## Text segment
########################################

This project investigates the relationship between sleep habits and GPA among first-year college students. We use data from the CMU Sleep Study, which includes information from 634 students across Carnegie Mellon University, the University of Washington, and the University of Notre Dame. Each student wore a Fitbit for one month, which recorded their sleep patterns, including total sleep time, bedtime variability, and daytime naps. The dataset also includes demographic information (such as gender, race, and first-generation college status), as well as academic data (cumulative and term GPA).

Our primary research questions focus on whether longer or more consistent sleep is associated with higher GPA, whether daytime sleep has a positive or negative impact on academic performance, and how demographic factors influence these relationships. To answer these questions, we apply multiple modeling techniques, including linear regression, K-nearest neighbors, Huber regression, quantile regression, random forest, and gradient boosting. This combination of traditional and machine learning models allows us to evaluate both explanatory and predictive aspects of the data, fulfilling the project’s analytical and technical requirements.

## **Research Questions**
Research Question 1:

To what extent are total sleep time and bedtime consistency associated with term GPA in first-year college students?

Research Question 2:

Is there a relationship between daytime sleep and GPA, and does this relationship change depending on other sleep habits?

Understanding these relationships can help schools promote better academic outcomes through simple behavioral changes. If students who sleep more or go to bed at regular times tend to perform better, schools can include sleep education in first-year programs. These might take the form of workshops, health campaigns, or academic coaching that includes advice on sleep routines.

If daytime sleep is shown to negatively affect GPA, students could be encouraged to adjust their schedules to limit naps and prioritize nighttime sleep. By learning how small changes in daily habits affect academic performance, students may be better prepared to succeed in college. Schools can support this by giving students the tools and information to improve their routines in realistic and effective ways.

########################################

Records of labeled points:

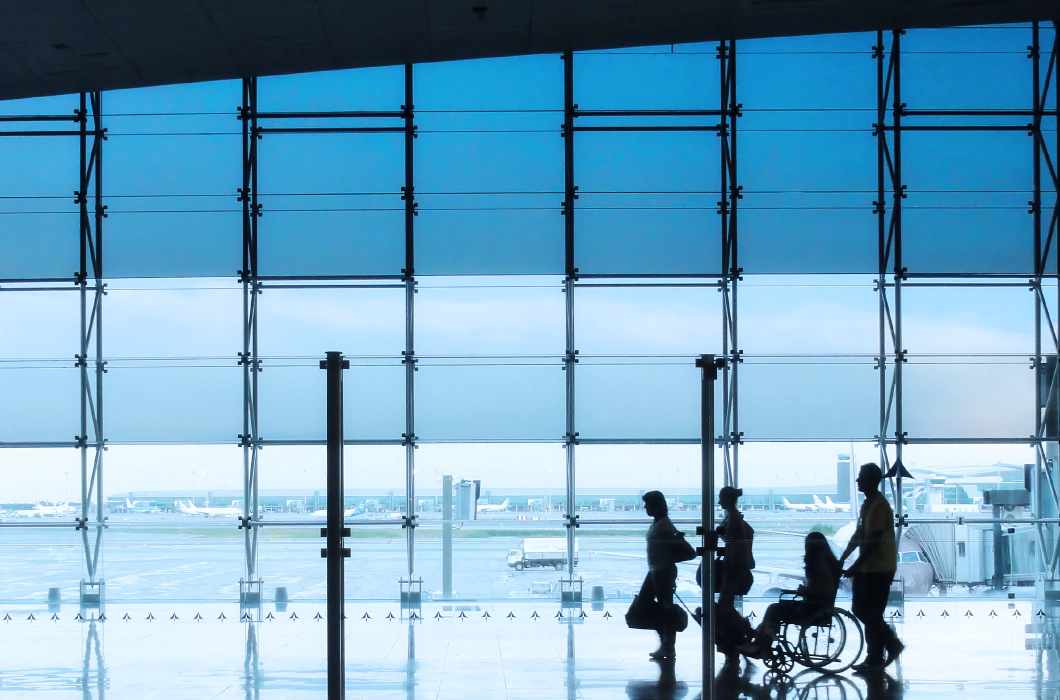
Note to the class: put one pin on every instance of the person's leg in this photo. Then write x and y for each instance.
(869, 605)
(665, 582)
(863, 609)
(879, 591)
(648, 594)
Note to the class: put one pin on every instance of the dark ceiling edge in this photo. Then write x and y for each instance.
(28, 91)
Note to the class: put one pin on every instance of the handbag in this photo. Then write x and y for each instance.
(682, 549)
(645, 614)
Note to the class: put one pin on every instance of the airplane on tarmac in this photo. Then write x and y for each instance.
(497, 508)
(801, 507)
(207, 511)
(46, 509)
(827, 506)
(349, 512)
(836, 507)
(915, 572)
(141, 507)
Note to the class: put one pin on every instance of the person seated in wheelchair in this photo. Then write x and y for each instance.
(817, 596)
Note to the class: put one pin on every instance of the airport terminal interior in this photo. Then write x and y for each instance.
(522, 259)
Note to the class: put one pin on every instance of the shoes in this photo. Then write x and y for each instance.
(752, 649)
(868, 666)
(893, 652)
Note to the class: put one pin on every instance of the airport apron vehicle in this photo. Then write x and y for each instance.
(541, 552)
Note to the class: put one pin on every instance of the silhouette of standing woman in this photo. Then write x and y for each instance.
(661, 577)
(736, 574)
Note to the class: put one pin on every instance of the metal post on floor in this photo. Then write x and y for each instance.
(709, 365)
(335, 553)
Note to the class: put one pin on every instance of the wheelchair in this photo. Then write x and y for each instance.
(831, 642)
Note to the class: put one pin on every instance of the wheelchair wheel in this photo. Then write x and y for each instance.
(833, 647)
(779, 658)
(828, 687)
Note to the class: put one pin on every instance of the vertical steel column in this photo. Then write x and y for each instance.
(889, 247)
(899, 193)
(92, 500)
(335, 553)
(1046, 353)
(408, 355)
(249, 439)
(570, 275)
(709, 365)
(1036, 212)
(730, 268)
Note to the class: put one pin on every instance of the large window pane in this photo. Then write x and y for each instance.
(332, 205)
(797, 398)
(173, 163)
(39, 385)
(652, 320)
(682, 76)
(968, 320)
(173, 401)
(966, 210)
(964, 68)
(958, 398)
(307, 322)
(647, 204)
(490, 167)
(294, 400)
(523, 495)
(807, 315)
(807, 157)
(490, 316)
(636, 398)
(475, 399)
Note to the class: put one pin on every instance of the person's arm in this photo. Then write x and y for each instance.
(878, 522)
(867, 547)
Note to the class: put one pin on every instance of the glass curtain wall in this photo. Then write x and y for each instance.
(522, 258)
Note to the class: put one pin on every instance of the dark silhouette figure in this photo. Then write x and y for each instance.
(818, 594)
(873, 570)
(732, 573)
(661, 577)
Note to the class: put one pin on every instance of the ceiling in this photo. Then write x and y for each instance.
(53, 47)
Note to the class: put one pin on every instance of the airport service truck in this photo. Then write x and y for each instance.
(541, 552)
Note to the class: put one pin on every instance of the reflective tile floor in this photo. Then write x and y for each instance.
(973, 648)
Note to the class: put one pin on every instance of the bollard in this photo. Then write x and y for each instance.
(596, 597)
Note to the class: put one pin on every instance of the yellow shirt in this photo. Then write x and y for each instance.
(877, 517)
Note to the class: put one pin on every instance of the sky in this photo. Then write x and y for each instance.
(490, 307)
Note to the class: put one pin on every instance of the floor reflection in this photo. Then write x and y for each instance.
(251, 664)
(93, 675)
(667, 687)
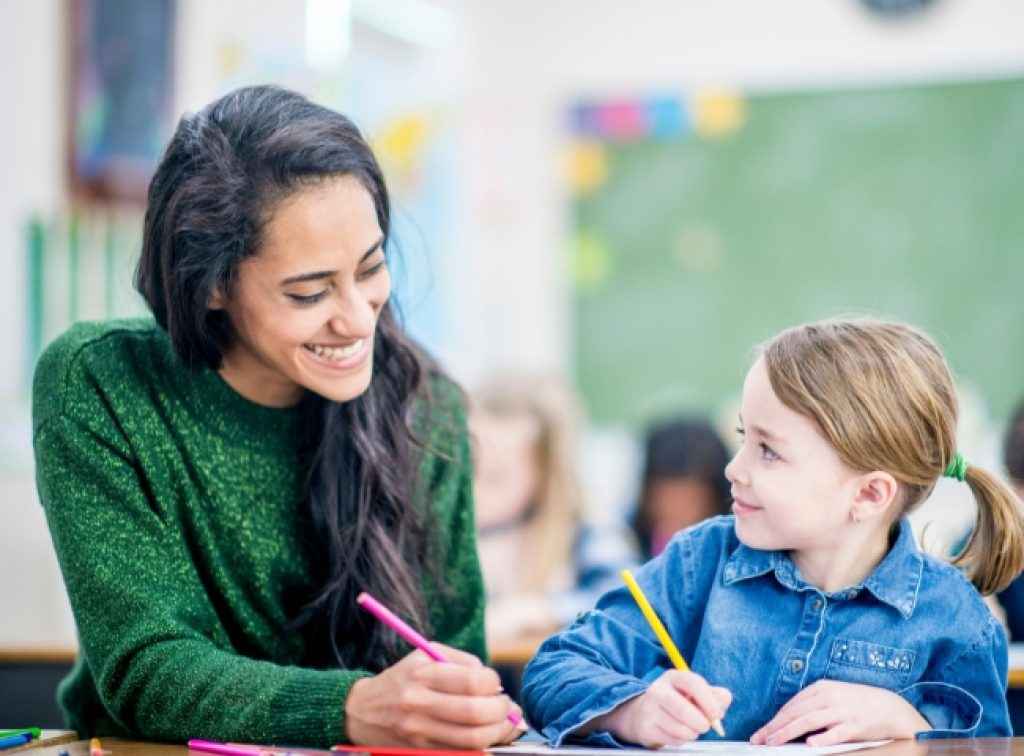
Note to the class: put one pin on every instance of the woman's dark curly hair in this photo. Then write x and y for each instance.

########################################

## Exercise task A
Summarize the sleep-and-GPA project description in two sentences.
## Exercise task B
Retype the sleep-and-GPA project description from "Is there a relationship" up to and including "on sleep routines.".
## Exercise task C
Continue the sleep-and-GPA project description from its last sentence.
The rows can be left aside.

## Reply A
The project draws on CMU Sleep Study data from 634 first-year students, whose sleep was recorded by Fitbit for a month alongside demographic and GPA information. It uses methods ranging from linear regression to gradient boosting to test whether sleep length, bedtime consistency, and daytime sleep relate to GPA, and it suggests the findings could help schools and students improve academic outcomes through sleep education and adjusted routines.

## Reply B
Is there a relationship between daytime sleep and GPA, and does this relationship change depending on other sleep habits?

Understanding these relationships can help schools promote better academic outcomes through simple behavioral changes. If students who sleep more or go to bed at regular times tend to perform better, schools can include sleep education in first-year programs. These might take the form of workshops, health campaigns, or academic coaching that includes advice on sleep routines.

## Reply C
## **Data to be Used**

The dataset used in this project comes from the Carnegie Mellon University Statistics Data Repository. It is publicly available and can be accessed at the following link:

**[CMU Sleep Study Dataset](https://cmustatistics.github.io/data-repository/psychology/cmu-sleep.html)**

The dataset contains information from 634 first-year college students enrolled at three institutions: Carnegie Mellon University, the University of Washington, and the University of Notre Dame. Data were collected during the spring term of each student’s first year. Each participant wore a Fitbit device for approximately one month. These devices recorded sleep-related data, including total sleep time, bedtime variability, sleep midpoint, and daytime sleep. Researchers identified and classified sleep episodes using Fitbit tracking data. In addition to sleep data, the dataset includes academic records such as cumulative GPA (from prior terms), term GPA (from the spring term), and course load information. Demographic variables are also provided, including gender, race (categorized as underrepresented or not), and first-generation college student status.

The dataset is provided as a downloadable CSV file and does not require any web scraping or API access. It will be loaded directly into a Google Colab notebook using Python’s pandas library from Github. All cleaning, transformation, and analysis will be conducted within that environment using standard Python tools. This structured dataset provides all the necessary information for answering the project’s research questions without requiring additional data collection.



## **Approach**
**Research Approach**

We will begin by importing the dataset using the pandas library and inspecting its structure with functions like .head(), .info(), and .describe(). Any columns that contain numeric values but are stored as object types will be converted to numeric using pd.to_numeric() to ensure proper analysis. Categorical variables such as gender, race, and first-generation status will be encoded numerically to prepare them for regression models. We will address missing values either by imputing them or removing affected rows, depending on the extent of the issue. If required, we will also normalize or standardize continuous variables like sleep metrics to ensure consistent interpretation across modeling techniques. The cleaned and prepared dataset will then be stored in a separate DataFrame for further use.


**Exploratory Data Analysis (EDA)**

We will conduct exploratory analysis by computing summary statistics and using visual tools to understand the data. We will generate a correlation heatmap using seaborn.heatmap() to visualize the relationships between sleep metrics and GPA. We will also create scatterplots to examine how TotalSleepTime and midpoint_sleep relate to term_gpa. To assess the distribution of academic performance, we will plot a histogram or kernel density estimate of the GPA. Additionally, we will use boxplots and violin plots to explore GPA variation across demographic groups such as gender or first-generation status. All of these plots will be coded in Python using matplotlib and seaborn.


**Data Preparation**

During data preparation, we will apply code to clean and transform variables identified as problematic during EDA. We will handle outliers, standardize variables when necessary, and implement feature engineering techniques such as creating interaction terms between sleep behaviors and demographic variables. Continuous variables needed for distance-based models will be scaled appropriately. At the end of this stage, we will organize the final cleaned dataset into a new DataFrame, which will be used for modeling.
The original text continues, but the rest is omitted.